_Tasks to complete:_
[a] From the post about anxiety attacks and asking for help, list every side effect the doctor warned the antidepressant might cause.
[b] Update the post about anxiety attacks by copying everything from "I tried to remain" down to "Yes. That exactly.", with "doctor" swapped for "physician".
[c] Write what comes next in the post about anxiety attacks, picking up right after its last sentence.

_Selected excerpt:_
++++++
Every year at this time, I sit down and write a post about Mother’s Day. I often don’t know what I’m going to write until I sit down. But as I sat down this year, the word that kept coming to mind was, “help.”
It’s honestly no wonder. This was the year I asked for a lot of it.
Something about watching my baby girl grow into a little person made me want to be better. Better than all the hurts and sadness I’ve pushed down beneath the surface. Pushed down out of fear, out of defiance, out of an unwillingness to go back.
I know I talked in the past about going to counseling, which made a tremendous amount of difference. I felt better, was thinking more positively, and was more relaxed and confident. I was able to unload a lot of memories I hadn’t been dealing with, and stop letting my mind constantly go to worst case scenario situations.
The only issue? These pesky little anxiety attacks that even positive thinking couldn’t control.
They’d hit at the oddest times. I’d be fully immersed in some task, not stressed, not thinking about anything negative, and the tingling would start, followed by shortness of breath and blurry vision. The first few times it happened I thought I was having an allergic reaction, but I later realized it was the beginning stages of a panic attack.
At first I thought I could control them, but I couldn’t. They’d hit at the oddest times when I really thought I was fine. As it became more of an issue, I was embarrassed because it was obvious that the problem was bigger than me. How on earth could my mind be deceiving me in this way? The episodes would hit when I was alone with the kids or out grocery shopping…and finally one day it happened at a busy intersection while running errands with the kids. Lucy was in the backseat yelling, Jon David was asking me about homework, cars were zipping by left and right, and I felt things slipping away.
I tried to remain calm and nonchalant as I rolled down the window and focused on breathing properly. My hands shook from fear. And all I could think about was having to tell my husband that I could no longer be trusted to take care of our kids.
I was indescribably ashamed.
After talking with my husband, I made an appointment to see a doctor. I can’t even tell you how embarrassed I felt when she asked what I was there for and I had to tell her that I couldn’t control my panic attacks. It’s so much easier to say that you have a cold or your leg hurts or your throat is sore. But the problem was with my mind and that made me feel weak and ridiculous.
And I was so relieved she looked at me with sympathy, put her hand on my arm and said, “you poor thing, you must be exhausted.”
Yes. That exactly.
We talked a bit about my day to day life and routine and the possibility that I was suffering from social anxieties or even a bit of depression. I’m not going to lie — I’ve stayed home for 10 1/2 years and sometimes being home for that long changes you. You get used to being removed from a routine amongst other people. You become accustomed to being at home, to withdrawing in order to stave off loneliness. Is it possible that I developed social anxiety?
She asked how I felt about trying an antidepressant, and I responded that I was willing to try anything. I was so tired and scared, I no longer had the luxury of being hesitant of being “on medicine”. She warned me that I may gain weight or get tired or lose my libido, so we agreed to check back in a month and see how it went.
++++++
_Dataset excerpts:_

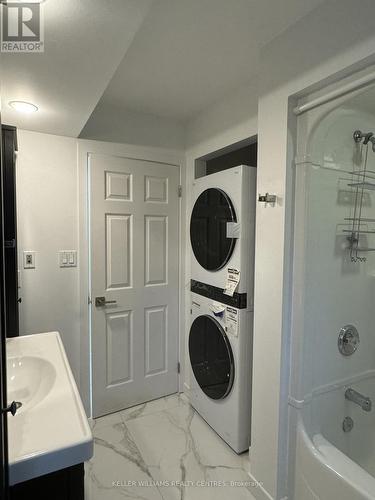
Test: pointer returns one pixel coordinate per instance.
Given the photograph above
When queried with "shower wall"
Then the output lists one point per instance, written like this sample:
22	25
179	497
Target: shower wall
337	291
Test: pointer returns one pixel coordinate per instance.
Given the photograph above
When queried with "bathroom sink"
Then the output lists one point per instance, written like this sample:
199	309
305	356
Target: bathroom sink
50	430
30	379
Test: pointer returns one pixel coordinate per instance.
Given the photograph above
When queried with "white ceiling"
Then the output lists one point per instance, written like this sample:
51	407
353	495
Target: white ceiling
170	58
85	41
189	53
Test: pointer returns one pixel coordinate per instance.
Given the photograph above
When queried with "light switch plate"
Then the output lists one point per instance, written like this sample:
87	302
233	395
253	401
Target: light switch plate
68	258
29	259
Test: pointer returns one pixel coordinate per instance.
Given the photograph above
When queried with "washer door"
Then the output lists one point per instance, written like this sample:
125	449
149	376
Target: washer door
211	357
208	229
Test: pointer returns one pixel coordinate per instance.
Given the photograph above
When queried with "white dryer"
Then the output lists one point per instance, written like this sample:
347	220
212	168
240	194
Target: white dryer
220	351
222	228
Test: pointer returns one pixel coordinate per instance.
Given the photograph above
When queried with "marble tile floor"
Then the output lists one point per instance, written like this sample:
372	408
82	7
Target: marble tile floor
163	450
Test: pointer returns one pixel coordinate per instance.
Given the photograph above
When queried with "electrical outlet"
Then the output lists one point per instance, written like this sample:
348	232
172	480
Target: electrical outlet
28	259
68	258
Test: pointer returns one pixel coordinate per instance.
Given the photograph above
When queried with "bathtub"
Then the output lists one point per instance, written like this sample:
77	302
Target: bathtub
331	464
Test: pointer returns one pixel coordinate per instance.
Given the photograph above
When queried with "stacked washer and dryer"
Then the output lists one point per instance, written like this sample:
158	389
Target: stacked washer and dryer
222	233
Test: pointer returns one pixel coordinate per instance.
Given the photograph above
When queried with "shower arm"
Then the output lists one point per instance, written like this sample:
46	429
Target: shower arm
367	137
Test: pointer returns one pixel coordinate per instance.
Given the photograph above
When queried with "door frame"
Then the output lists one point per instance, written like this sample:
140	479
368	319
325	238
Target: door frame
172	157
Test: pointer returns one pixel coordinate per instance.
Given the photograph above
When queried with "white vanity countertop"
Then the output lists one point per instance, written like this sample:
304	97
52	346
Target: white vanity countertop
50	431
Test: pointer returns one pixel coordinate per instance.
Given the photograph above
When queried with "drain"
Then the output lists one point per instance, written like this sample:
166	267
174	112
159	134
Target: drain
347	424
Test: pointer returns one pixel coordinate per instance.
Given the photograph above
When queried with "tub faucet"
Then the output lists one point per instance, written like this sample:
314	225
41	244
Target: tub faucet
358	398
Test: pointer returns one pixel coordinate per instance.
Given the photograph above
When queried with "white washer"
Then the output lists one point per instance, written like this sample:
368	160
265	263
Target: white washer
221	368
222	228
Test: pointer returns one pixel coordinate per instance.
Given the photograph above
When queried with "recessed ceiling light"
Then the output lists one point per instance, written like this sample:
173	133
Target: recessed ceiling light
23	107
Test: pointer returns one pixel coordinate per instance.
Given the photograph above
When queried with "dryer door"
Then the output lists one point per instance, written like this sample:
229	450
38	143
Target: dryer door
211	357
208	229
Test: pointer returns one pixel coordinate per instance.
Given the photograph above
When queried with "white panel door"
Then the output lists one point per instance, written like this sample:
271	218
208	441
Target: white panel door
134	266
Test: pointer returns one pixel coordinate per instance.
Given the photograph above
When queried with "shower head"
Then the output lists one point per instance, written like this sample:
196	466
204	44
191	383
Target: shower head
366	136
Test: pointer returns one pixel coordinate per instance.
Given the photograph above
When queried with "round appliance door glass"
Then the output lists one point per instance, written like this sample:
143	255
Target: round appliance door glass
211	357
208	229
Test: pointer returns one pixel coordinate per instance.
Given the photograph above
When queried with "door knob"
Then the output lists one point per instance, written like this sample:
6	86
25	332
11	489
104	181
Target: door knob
++++++
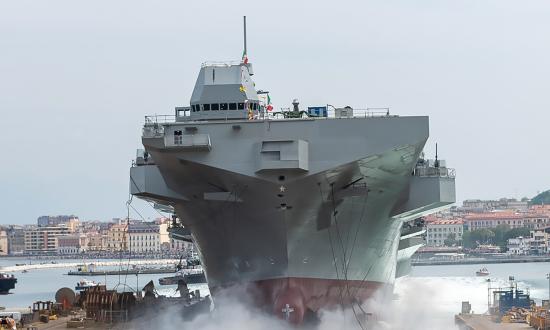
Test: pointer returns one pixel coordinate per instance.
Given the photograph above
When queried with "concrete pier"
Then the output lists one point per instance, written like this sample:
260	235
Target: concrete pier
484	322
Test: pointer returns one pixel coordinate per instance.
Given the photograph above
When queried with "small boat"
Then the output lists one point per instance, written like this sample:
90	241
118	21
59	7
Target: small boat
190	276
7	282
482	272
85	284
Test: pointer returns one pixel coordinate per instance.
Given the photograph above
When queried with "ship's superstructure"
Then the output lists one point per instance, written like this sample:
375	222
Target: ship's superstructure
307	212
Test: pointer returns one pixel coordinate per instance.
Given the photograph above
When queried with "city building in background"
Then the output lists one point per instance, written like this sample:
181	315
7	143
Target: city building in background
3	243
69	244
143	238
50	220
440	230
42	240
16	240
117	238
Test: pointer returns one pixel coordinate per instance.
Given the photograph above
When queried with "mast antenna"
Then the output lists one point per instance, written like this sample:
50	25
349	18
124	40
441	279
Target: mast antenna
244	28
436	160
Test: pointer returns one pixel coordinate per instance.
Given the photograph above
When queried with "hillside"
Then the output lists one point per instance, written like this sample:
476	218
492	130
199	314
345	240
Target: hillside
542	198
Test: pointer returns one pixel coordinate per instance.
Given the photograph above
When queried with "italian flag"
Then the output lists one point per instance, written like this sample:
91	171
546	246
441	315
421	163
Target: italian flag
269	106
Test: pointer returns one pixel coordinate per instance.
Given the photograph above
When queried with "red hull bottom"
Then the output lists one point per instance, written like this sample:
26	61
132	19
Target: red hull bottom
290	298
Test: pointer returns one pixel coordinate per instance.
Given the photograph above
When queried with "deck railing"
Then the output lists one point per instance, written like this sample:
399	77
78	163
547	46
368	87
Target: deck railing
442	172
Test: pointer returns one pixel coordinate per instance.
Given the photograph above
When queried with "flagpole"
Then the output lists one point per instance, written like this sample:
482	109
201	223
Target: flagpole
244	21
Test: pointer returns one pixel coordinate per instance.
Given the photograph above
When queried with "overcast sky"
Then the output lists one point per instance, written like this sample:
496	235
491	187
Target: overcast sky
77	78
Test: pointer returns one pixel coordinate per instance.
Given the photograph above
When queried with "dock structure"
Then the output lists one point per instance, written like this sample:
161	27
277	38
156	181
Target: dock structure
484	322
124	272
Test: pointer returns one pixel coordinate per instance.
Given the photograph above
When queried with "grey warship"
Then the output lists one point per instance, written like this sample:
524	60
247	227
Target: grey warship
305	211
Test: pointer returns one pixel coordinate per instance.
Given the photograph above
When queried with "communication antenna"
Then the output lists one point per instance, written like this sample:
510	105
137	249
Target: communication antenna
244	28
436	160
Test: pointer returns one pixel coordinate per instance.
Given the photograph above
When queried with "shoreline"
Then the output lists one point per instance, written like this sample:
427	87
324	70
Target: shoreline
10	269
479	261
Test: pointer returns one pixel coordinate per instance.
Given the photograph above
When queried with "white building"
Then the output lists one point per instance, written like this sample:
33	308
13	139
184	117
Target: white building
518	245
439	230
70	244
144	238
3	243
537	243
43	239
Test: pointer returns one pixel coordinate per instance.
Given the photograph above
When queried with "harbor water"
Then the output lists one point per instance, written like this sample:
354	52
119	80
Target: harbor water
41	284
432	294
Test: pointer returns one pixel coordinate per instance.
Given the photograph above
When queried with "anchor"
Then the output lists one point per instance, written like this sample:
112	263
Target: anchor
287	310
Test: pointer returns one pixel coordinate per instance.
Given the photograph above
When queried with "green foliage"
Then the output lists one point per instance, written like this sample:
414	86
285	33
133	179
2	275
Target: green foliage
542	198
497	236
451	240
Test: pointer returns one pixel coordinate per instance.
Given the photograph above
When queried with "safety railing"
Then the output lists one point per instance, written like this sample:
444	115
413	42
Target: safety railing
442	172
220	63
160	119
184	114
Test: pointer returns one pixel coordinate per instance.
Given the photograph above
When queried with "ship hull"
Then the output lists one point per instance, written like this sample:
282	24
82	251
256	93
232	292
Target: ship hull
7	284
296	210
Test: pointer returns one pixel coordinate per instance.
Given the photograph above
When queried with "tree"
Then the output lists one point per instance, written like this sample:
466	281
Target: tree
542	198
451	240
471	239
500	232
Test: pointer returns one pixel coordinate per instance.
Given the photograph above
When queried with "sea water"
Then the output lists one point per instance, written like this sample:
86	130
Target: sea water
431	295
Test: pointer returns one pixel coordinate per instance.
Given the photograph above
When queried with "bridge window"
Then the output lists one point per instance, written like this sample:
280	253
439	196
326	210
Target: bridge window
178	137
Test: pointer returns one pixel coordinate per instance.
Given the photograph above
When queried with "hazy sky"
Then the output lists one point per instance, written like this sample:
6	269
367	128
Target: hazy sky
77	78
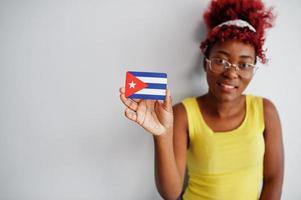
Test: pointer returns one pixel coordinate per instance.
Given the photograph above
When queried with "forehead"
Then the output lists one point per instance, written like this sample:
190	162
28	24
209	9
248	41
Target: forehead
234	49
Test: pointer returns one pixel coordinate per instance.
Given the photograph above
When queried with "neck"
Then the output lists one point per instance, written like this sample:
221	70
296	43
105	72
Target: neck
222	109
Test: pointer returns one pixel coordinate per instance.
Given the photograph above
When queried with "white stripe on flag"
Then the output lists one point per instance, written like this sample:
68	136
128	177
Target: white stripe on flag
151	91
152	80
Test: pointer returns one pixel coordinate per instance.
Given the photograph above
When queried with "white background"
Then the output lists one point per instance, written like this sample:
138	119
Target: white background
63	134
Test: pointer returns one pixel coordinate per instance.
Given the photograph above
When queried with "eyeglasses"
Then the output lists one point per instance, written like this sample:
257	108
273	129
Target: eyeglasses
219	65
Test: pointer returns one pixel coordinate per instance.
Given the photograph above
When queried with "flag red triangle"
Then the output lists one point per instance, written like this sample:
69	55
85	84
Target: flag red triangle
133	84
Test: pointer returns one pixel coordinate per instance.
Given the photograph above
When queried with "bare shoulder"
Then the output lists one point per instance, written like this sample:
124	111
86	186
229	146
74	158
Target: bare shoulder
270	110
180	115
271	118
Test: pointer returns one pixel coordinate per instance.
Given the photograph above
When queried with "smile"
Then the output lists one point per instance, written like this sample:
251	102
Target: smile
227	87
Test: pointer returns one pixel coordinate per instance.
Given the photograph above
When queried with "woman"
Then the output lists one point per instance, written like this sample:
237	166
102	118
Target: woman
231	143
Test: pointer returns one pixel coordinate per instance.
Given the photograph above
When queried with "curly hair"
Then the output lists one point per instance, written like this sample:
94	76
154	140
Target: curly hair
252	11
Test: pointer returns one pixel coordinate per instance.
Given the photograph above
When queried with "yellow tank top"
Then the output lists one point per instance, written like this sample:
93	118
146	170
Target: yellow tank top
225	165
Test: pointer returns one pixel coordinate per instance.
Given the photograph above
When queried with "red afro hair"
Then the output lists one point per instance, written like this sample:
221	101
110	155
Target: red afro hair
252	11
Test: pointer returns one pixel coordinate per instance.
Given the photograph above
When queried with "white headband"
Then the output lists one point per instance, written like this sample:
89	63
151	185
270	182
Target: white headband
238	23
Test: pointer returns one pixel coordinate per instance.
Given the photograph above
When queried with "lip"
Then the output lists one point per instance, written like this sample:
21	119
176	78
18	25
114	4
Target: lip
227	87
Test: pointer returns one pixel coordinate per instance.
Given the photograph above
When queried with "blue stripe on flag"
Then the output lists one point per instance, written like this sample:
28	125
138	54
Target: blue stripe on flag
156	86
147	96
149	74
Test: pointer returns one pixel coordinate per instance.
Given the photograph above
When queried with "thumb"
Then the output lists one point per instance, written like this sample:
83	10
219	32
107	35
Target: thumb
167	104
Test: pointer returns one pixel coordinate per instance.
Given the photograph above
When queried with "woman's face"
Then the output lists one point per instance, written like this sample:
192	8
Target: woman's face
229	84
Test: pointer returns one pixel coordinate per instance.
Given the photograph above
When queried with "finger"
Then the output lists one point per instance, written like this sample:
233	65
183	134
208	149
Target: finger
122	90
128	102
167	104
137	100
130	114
++++++
_Answers for the exercise:_
[a]
- Gaining weight
- Getting tired
- Losing libido

[b]
I tried to remain calm and nonchalant as I rolled down the window and focused on breathing properly. My hands shook from fear. And all I could think about was having to tell my husband that I could no longer be trusted to take care of our kids.
I was indescribably ashamed.
After talking with my husband, I made an appointment to see a physician. I can’t even tell you how embarrassed I felt when she asked what I was there for and I had to tell her that I couldn’t control my panic attacks. It’s so much easier to say that you have a cold or your leg hurts or your throat is sore. But the problem was with my mind and that made me feel weak and ridiculous.
And I was so relieved she looked at me with sympathy, put her hand on my arm and said, “you poor thing, you must be exhausted.”
Yes. That exactly.

[c]
I did get tired. Very tired. I have never EVER been a nap person — I am too much of a worrier and too high strung, but suddenly I couldn’t keep my eyes open once 3 o’clock hit. It started to become an issue, but I decided to stick it out and see if it got better.
And it did. And amazingly, so did my panic attacks. It’s hard to describe the effect the medicine has — I don’t wake up every day feeling blissful and loopy, I just don’t feel that weight on my shoulders every day. The weight that made me feel like if I didn’t check XYZ off my list today, the world would end. The weight that makes me feel like everything has to be like this or that or that I can’t sit and take a break because there is STUFF TO DO.
I thought it would embarrass me to be on medication, but it doesn’t. I’m just way too relieved to care. The biggest blessing of all has been the ability to enjoy my life and my kids more. There are days that after laying Lucy down for her nap, I lay down and take one too. Sure I know there’s laundry to fold and a blog post to write, but it’ll get done. Being able to enjoy my day in that way is something I’ve never been able to do.
The point of all this? Not to say that medicine solves all your problems. It doesn’t. I’ve spent the year going through counseling as well, and the medicine wouldn’t be nearly as much help if I didn’t have the tools in place that I do now.
I guess what I want you to know is that sometimes you have to ask for help. And it might make you feel like less of a mom or a wife or a woman. You might be embarrassed in front of your husband or your in-laws or your kids. I have spent the last year asking for more help than I’ve ever asked for in my ENTIRE LIFE.
And you know what? I’m so much better for it.
Your help might be a babysitter (I have 3 great ones on regular rotation) or weekly “me time” (I do that, too) or counselling (check) or talking to a doctor about medication (once again, raising hand). Whatever it is, ask for the help. Be your best darn self. And anyone else who thinks less of you for it can kiss my dang behind.
Even Beyonce has a whole team. Don’t ever forget that.
I just really love you guys. Have a happy Mother’s Day!